(EXERCISE OBJECTIVE) Gather every row below, from both blocks, that contains the word "pink", and copy each one out in full.

(RECORD EXTRACTS)
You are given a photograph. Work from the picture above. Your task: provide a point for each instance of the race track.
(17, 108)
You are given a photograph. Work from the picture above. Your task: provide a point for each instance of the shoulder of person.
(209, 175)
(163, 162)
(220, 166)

==

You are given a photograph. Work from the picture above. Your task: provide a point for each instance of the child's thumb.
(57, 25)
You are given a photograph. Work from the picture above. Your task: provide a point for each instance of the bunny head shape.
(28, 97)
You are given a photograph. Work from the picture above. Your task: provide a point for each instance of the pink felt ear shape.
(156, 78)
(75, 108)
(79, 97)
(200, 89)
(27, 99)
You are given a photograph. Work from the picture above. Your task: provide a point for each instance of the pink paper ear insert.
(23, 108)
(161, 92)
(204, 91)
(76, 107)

(RESULT OF THIS TASK)
You are given a photograph. Work from the picture above. Your task: provide a point for each instance of the pink felt ear shape.
You are given a photograph. Work from the picture above. Your task: provide a point for each instance of the pink paper ear insert.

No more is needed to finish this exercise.